## Extracted records
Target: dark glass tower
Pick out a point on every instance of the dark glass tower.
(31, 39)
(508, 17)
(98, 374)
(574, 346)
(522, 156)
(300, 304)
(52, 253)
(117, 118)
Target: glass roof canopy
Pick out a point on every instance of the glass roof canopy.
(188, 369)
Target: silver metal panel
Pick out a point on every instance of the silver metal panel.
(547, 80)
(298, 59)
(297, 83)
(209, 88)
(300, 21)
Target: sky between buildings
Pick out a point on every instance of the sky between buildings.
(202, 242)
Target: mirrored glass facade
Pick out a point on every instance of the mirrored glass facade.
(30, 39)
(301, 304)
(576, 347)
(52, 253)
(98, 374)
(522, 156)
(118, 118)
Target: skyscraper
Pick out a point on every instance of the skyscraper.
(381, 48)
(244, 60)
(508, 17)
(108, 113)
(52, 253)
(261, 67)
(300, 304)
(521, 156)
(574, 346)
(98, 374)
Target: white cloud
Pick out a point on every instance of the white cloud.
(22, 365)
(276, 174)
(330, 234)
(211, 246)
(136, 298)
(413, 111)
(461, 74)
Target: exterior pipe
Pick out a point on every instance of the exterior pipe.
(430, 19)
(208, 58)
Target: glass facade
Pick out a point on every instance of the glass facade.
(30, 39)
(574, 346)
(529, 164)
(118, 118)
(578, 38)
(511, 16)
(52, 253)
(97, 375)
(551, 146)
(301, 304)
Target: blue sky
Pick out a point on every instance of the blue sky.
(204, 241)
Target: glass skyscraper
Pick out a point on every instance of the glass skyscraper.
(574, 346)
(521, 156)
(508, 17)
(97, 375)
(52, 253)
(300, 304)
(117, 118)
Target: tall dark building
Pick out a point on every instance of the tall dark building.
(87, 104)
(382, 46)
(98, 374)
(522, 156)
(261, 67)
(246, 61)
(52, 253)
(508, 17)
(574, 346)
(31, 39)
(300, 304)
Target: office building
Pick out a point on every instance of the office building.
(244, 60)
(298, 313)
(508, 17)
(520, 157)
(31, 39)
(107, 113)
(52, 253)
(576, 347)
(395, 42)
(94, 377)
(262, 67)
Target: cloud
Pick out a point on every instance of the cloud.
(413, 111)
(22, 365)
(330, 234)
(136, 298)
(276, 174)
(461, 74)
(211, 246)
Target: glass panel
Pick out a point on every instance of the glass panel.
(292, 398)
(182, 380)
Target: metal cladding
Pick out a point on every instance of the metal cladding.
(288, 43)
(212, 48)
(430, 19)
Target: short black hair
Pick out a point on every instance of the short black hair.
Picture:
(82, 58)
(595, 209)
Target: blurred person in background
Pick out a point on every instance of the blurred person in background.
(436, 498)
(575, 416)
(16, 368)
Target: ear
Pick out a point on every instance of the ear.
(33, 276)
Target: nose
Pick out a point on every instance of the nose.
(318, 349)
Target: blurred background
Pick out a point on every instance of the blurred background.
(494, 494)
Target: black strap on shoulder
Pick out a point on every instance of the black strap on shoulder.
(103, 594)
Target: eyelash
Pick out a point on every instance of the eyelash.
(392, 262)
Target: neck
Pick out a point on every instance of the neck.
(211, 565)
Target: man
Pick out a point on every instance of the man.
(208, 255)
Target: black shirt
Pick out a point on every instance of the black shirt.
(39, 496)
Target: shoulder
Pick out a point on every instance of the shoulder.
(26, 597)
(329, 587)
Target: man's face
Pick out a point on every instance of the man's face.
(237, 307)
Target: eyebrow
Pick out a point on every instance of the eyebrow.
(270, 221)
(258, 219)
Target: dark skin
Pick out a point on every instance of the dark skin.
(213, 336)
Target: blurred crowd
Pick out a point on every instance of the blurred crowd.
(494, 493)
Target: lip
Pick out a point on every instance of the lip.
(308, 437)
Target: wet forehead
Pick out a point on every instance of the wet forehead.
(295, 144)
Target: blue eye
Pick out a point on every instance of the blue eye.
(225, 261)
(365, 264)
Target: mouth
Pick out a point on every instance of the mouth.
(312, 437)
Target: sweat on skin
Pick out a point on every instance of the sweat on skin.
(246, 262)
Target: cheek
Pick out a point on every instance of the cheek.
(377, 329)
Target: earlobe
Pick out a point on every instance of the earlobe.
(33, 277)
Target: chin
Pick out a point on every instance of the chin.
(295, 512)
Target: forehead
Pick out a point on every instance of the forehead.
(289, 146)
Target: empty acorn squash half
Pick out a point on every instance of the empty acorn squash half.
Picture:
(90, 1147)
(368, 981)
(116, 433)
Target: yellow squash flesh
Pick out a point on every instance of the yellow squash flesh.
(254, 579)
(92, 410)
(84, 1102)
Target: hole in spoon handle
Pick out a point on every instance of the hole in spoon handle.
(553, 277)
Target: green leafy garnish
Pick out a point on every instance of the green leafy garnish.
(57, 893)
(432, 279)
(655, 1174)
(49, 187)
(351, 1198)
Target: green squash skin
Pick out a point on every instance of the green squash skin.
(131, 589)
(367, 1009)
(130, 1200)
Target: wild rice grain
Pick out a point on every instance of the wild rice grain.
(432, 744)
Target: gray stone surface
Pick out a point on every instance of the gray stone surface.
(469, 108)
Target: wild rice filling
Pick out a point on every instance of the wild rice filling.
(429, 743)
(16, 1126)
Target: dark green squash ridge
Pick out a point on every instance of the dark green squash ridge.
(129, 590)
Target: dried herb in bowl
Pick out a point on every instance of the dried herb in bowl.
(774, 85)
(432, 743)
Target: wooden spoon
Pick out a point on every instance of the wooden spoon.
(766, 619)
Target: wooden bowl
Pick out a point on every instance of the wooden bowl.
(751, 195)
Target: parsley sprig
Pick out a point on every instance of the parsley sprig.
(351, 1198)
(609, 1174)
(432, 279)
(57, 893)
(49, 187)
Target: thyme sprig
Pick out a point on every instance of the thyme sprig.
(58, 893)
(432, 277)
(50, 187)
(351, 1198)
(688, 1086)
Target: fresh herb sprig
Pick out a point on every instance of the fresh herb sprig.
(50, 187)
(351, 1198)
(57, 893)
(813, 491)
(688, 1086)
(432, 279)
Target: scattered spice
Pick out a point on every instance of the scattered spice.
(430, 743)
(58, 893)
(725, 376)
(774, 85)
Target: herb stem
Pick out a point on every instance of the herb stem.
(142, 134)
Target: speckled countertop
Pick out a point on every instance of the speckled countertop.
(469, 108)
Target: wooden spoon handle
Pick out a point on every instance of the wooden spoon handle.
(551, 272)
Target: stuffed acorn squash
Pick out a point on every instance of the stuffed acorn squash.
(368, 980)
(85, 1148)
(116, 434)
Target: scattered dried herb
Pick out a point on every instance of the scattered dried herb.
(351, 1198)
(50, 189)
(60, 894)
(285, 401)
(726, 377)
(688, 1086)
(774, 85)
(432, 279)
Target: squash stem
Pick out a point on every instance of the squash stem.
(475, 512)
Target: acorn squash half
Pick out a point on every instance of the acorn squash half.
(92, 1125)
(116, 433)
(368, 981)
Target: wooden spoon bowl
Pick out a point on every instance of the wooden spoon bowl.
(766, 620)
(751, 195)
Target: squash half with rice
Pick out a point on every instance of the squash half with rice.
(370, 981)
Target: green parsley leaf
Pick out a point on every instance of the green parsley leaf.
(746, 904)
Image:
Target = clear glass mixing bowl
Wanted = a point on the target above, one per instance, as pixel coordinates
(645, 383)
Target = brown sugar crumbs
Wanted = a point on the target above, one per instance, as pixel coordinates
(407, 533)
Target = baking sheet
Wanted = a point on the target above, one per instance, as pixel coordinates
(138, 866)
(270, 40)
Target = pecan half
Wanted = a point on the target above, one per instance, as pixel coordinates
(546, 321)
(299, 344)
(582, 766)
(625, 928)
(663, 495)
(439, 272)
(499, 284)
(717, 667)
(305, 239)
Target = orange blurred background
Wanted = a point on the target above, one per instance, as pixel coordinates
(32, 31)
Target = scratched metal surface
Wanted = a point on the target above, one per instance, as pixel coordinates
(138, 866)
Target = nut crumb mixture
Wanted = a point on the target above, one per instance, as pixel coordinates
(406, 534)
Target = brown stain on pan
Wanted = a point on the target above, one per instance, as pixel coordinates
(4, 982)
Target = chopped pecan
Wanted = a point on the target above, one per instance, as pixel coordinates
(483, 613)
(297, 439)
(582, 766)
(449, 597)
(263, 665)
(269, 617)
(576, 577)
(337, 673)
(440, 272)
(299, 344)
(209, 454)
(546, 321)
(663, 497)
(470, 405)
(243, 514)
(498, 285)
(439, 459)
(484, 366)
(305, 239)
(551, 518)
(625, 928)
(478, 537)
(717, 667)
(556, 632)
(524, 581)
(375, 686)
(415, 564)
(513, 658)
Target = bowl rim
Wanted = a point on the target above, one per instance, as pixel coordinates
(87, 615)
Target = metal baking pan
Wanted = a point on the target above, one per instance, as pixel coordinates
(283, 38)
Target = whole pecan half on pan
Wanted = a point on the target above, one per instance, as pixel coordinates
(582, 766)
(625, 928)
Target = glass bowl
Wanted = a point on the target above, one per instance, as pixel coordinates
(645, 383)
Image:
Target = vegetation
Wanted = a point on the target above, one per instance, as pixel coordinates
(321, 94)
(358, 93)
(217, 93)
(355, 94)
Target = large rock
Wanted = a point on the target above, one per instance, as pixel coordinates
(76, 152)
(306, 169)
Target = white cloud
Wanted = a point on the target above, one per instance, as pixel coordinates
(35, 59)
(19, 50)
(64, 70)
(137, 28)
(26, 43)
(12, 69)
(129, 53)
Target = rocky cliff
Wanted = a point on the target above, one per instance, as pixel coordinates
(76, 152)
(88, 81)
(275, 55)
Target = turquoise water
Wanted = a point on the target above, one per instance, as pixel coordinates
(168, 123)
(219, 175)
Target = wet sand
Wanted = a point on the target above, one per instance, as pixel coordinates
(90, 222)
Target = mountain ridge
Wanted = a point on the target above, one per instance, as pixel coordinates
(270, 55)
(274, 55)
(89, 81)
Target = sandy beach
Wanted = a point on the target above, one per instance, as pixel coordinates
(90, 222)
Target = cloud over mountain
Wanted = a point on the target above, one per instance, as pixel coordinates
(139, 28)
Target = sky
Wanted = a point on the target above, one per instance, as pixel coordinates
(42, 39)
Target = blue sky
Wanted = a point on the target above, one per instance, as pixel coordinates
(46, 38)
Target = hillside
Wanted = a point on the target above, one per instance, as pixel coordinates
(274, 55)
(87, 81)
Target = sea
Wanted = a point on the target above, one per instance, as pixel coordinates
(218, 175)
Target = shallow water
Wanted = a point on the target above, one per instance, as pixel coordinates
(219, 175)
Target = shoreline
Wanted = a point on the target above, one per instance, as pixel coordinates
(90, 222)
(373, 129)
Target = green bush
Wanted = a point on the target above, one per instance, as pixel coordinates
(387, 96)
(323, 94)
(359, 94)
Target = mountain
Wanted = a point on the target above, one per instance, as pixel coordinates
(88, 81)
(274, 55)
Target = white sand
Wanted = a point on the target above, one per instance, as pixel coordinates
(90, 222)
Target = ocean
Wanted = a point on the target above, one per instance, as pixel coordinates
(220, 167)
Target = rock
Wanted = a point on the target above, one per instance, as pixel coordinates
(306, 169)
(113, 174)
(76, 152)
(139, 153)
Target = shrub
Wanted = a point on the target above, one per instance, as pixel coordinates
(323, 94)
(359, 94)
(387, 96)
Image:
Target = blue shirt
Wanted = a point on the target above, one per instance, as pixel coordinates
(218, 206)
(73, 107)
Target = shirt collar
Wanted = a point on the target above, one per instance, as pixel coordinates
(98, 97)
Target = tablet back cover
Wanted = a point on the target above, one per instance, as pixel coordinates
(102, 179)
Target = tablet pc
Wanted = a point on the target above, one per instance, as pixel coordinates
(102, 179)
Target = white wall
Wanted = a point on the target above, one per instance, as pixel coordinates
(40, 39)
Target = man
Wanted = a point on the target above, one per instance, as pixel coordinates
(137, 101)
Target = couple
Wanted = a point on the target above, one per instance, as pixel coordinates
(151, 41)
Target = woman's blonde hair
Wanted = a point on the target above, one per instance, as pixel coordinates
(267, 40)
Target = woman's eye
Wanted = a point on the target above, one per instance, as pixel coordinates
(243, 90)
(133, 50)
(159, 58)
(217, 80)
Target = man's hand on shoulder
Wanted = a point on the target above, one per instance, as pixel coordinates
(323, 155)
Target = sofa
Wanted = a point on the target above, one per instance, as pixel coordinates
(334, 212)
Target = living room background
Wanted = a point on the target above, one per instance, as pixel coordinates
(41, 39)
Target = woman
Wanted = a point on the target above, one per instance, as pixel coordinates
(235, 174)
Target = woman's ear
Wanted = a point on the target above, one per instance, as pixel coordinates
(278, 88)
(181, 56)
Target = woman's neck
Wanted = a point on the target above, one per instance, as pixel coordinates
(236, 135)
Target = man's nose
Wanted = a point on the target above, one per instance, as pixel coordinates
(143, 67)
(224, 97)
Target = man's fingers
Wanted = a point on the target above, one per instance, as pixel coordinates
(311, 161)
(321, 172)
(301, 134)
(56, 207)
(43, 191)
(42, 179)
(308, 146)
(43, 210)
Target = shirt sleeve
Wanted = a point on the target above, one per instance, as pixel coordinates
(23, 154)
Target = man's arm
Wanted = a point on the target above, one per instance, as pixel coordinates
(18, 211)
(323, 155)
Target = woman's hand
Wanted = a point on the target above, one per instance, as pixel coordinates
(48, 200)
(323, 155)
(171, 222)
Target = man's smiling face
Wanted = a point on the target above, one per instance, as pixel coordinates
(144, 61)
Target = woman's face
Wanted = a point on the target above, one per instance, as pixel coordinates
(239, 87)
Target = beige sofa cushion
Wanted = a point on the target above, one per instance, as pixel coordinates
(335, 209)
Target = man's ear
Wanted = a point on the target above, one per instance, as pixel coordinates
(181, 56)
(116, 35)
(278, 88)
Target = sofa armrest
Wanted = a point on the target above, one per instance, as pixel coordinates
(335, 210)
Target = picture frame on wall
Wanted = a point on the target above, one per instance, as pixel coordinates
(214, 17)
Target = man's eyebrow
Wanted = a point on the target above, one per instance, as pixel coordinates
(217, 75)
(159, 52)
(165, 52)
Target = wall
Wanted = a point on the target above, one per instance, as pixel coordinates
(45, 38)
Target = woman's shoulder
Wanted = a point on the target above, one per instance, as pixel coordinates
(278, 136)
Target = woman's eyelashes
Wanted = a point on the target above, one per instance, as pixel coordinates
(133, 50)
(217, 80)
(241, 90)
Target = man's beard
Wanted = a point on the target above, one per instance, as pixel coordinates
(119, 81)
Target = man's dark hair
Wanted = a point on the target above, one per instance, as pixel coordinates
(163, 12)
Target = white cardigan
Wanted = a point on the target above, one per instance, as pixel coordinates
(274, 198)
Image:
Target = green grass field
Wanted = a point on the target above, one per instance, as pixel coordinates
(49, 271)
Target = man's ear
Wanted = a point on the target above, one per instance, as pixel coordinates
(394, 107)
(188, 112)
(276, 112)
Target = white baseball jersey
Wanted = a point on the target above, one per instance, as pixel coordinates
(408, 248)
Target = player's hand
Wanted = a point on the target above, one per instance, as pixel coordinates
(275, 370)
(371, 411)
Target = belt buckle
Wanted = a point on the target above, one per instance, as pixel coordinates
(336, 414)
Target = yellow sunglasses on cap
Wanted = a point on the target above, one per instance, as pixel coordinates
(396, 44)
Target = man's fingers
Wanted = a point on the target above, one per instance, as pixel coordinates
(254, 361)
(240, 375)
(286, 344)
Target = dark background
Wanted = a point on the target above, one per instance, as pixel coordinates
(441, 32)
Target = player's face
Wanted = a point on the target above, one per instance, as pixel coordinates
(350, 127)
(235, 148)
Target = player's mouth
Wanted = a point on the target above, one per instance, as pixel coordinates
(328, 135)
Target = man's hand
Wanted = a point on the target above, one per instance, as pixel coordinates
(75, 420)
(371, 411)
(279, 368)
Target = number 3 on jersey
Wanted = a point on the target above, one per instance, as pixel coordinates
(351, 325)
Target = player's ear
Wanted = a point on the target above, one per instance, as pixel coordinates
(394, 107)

## Direction
Repeat exactly the lines from the one containing "Target = white baseball jersey" through the last line of the records above, both included, and nothing else.

## Task output
Target = white baseball jersey
Wanted = a point on the target above, one per instance, as pixel coordinates
(408, 248)
Target = player's hand
Wanted = a point on the target above, one per instance, as pixel coordinates
(275, 370)
(371, 411)
Target = belt buckle
Wanted = a point on the target above, one per instance, as pixel coordinates
(336, 414)
Target = yellow sunglasses on cap
Wanted = a point on the target above, one per instance, as pixel coordinates
(396, 44)
Target = man's fingers
Wanted = a point on the target above, one per instance, as pixel coordinates
(254, 361)
(240, 375)
(286, 344)
Target = dark background
Wanted = a point on the target above, one per instance, as pixel coordinates
(441, 32)
Target = player's face
Wanted = a point on the target above, one per instance, as pixel coordinates
(350, 127)
(235, 148)
Target = player's mouth
Wanted = a point on the target above, one per instance, as pixel coordinates
(328, 135)
Target = man's hand
Wanted = a point on the target above, one per instance, as pixel coordinates
(75, 420)
(371, 411)
(279, 368)
Target = number 3 on jersey
Wanted = a point on the target above, one per instance, as pixel coordinates
(351, 325)
Target = player's ear
Wanted = a point on the target above, one per instance, as pixel coordinates
(394, 107)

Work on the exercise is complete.